● **WHAT THIS TASK INVOLVES**:
Write out, word for word, the part of the Steam comment that opens with the words containing "I’ve seen enough" and closes with "Steam is targeting.".

● **READING PASSAGE**:
I’m pretty sure it isn’t a hard line. People have noted that “Hawken Reborn,” which is on Steam, has some “AI” generated images - but they’re subtle, some character images possibly generated from their own art to fill in some gaps. (It’s been remarked upon how little the sequel resembles the original game, and how generic it is - the dev team is small and I suspect using mostly purchased assets and using labor-saving tech to bolster the work of a small number of artists trying to do a full-sized game.)
I’ve seen enough references recently to visual novel games with images straight out of Midjourney (completely with untouched visual artifacts that could have been cleaned up in a couple minutes in a free editing program), that I suspect Steam is absolutely being flooded with them (or is at least anticipating it). Games that require little-to-no programming and now no art, being shoveled into Steam to make a quick buck with no production costs. Previously the shovelware vendors at least had to buy a few art assets and stick them in some sort of shooter template, but this is orders of magnitude less cost and effort. So I suspect this, and this alone, is what Steam is targeting.

● **ENTRIES SUPPLIED**:
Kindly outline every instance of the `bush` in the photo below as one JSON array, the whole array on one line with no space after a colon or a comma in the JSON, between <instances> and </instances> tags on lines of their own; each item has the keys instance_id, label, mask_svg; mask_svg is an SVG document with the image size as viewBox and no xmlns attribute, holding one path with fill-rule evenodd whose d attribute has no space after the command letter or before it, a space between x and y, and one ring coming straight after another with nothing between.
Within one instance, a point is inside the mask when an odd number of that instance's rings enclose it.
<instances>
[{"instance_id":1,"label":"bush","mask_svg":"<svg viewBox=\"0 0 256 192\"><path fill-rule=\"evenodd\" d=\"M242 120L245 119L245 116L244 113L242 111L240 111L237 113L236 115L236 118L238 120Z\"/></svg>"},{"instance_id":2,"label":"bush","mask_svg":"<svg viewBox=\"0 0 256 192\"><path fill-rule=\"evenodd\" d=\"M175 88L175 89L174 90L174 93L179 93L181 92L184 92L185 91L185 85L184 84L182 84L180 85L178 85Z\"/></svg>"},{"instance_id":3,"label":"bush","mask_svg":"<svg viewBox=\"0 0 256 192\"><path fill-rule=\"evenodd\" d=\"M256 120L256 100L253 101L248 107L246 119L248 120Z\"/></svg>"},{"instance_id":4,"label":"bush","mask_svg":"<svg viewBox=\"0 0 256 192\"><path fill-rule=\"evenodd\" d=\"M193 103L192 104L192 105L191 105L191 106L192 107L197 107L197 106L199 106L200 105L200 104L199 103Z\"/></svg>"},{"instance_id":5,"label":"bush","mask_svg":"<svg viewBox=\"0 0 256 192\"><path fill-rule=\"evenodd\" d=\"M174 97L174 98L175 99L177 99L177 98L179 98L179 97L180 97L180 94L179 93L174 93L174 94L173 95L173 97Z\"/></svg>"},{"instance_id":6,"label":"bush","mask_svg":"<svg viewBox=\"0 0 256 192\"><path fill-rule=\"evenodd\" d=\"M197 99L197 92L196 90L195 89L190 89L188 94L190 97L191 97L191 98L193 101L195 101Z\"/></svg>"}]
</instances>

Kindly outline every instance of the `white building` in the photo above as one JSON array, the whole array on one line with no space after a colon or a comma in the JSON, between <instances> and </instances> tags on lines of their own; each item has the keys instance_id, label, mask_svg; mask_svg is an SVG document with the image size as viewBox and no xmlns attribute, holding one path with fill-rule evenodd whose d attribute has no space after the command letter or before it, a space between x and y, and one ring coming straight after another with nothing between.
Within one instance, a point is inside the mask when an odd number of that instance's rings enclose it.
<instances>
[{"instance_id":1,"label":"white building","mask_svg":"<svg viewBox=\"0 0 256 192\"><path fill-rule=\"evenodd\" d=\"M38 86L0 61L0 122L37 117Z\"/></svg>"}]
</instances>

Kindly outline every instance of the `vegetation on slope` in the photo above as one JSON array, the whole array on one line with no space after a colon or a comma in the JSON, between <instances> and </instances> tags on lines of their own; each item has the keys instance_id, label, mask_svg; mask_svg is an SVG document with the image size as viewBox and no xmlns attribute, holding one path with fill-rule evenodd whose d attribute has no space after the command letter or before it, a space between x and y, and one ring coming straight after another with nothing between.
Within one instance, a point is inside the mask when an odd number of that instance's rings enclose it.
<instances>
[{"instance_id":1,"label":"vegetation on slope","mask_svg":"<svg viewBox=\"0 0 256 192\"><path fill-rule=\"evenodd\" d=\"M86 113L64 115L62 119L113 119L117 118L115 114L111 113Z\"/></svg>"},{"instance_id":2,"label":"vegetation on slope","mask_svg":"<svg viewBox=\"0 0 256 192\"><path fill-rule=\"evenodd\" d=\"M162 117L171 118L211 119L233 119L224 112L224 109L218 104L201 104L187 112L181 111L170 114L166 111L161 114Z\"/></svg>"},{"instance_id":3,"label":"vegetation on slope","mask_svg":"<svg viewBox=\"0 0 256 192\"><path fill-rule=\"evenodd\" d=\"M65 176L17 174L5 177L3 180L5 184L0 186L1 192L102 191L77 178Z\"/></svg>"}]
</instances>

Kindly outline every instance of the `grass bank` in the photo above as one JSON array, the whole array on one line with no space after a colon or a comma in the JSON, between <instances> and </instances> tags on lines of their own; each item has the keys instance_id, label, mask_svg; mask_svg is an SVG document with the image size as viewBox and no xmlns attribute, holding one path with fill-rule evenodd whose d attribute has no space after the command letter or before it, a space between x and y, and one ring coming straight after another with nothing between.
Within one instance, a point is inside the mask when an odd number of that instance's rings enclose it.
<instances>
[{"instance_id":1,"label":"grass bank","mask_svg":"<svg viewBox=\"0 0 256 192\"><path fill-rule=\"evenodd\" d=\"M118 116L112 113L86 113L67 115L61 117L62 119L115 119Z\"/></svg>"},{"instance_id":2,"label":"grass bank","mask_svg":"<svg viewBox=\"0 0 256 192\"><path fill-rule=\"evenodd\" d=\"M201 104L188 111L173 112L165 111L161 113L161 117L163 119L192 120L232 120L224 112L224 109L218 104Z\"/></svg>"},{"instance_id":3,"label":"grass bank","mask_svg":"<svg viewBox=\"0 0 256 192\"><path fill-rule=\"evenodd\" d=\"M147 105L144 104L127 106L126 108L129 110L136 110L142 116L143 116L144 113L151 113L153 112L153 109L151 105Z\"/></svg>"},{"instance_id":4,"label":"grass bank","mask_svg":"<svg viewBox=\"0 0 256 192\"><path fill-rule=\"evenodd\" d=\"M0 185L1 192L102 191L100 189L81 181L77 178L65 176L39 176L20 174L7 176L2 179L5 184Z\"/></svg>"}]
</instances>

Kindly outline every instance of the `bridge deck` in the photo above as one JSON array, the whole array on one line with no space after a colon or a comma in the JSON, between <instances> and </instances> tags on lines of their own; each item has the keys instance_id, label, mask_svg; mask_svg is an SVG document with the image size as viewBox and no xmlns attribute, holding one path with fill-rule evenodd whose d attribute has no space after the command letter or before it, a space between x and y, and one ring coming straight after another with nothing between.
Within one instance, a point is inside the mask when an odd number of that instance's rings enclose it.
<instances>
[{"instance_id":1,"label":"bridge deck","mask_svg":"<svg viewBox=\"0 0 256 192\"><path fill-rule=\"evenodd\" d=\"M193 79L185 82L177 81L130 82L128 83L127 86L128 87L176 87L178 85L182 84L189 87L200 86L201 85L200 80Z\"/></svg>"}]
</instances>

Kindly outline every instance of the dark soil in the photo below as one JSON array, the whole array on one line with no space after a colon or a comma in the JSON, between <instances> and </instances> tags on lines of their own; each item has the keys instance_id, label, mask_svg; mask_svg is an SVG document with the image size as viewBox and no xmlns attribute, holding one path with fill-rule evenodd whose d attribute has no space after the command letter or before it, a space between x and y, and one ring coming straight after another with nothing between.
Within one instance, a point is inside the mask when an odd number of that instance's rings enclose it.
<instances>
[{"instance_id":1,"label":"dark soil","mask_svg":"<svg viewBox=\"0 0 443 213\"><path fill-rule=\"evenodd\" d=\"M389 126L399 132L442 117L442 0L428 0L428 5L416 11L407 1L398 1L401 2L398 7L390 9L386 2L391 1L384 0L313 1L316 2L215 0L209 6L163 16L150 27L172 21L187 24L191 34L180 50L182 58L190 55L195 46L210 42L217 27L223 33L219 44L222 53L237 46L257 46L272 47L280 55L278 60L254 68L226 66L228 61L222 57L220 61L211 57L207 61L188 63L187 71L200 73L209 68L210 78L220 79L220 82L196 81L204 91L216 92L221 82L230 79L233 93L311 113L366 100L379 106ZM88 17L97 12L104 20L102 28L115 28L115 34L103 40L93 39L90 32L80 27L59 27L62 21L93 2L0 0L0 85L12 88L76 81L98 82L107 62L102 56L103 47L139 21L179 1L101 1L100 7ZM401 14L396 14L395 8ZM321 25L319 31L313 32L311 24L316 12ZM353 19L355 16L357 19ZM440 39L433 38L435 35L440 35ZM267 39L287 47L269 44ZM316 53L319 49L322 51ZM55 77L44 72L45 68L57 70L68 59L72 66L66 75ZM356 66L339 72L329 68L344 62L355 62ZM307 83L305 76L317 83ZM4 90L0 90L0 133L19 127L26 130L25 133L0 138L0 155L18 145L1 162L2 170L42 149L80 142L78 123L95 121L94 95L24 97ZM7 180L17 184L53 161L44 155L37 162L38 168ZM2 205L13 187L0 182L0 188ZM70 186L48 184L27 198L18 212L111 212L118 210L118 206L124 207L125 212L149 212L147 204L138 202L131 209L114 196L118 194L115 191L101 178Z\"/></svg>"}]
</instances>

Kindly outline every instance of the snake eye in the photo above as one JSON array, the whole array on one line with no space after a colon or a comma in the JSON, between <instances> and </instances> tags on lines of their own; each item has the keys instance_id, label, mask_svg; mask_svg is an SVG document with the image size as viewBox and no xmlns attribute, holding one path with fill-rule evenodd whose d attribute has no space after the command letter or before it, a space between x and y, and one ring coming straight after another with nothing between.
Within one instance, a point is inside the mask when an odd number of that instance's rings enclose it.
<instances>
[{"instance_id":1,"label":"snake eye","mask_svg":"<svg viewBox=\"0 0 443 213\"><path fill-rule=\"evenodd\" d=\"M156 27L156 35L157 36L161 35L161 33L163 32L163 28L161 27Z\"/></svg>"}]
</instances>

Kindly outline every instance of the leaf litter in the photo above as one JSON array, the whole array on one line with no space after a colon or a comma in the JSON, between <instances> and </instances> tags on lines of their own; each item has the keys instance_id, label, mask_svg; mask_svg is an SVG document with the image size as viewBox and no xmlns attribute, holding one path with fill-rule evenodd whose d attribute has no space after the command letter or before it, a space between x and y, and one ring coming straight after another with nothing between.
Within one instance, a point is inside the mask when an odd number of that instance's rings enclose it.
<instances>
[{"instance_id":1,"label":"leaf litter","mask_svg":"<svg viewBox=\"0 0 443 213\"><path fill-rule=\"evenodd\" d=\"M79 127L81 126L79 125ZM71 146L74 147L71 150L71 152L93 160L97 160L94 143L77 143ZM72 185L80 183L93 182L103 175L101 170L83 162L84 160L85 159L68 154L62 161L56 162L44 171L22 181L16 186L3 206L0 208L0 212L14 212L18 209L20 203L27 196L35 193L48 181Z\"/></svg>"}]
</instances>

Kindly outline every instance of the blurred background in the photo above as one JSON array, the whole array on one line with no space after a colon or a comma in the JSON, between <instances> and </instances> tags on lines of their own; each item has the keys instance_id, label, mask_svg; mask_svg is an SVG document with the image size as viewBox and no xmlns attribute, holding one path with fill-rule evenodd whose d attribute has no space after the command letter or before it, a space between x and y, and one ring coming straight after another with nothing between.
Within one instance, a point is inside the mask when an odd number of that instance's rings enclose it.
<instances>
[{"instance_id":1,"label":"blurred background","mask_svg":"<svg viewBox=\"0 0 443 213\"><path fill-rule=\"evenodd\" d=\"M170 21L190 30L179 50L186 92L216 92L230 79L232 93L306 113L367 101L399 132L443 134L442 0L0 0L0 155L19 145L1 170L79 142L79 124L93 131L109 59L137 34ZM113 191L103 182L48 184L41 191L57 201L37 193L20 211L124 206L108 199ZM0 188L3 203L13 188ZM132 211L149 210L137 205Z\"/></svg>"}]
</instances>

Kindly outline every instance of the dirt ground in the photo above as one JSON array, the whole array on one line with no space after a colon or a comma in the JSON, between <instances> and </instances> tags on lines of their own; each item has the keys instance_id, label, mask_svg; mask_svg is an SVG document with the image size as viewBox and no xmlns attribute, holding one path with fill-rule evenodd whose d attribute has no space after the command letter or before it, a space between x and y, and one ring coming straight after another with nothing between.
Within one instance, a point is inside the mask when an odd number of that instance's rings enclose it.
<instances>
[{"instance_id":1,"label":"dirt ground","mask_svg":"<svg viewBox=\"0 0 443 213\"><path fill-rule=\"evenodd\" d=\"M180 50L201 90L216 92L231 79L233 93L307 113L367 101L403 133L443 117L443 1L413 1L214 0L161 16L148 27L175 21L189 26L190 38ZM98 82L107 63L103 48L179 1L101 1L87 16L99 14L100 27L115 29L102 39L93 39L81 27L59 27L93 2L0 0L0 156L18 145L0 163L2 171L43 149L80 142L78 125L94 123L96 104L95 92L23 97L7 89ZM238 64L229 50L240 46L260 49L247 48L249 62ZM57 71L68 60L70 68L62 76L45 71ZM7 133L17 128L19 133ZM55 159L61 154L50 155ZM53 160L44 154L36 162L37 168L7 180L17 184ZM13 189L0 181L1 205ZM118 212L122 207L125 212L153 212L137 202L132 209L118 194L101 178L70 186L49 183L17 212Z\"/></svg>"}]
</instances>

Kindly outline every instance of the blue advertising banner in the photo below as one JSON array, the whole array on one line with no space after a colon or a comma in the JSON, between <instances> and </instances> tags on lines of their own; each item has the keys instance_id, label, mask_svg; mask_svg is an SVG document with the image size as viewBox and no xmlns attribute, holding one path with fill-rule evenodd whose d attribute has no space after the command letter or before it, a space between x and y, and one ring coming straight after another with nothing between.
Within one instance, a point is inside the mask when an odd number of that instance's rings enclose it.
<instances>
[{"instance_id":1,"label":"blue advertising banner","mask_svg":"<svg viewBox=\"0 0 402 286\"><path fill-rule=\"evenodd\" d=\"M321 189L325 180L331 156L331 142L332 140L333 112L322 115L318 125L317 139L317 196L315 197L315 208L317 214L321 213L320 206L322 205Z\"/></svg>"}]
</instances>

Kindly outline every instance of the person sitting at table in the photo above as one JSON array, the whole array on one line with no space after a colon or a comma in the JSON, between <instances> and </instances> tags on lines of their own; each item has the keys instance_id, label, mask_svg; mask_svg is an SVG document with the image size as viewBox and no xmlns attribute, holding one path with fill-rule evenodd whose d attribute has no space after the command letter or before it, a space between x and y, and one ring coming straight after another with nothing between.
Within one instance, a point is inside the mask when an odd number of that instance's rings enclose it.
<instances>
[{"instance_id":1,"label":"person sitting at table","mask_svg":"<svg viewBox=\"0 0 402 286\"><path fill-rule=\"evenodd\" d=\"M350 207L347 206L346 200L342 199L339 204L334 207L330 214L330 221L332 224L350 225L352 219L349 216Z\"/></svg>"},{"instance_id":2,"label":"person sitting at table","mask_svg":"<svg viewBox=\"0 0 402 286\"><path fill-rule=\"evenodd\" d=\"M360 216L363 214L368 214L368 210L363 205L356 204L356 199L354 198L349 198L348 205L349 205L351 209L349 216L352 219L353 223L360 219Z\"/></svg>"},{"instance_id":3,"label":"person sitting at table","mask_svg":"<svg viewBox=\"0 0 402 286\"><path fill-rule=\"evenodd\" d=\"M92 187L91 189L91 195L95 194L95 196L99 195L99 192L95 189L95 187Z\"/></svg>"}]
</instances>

● **ANSWER SECTION**:
I’ve seen enough references recently to visual novel games with images straight out of Midjourney (completely with untouched visual artifacts that could have been cleaned up in a couple minutes in a free editing program), that I suspect Steam is absolutely being flooded with them (or is at least anticipating it). Games that require little-to-no programming and now no art, being shoveled into Steam to make a quick buck with no production costs. Previously the shovelware vendors at least had to buy a few art assets and stick them in some sort of shooter template, but this is orders of magnitude less cost and effort. So I suspect this, and this alone, is what Steam is targeting.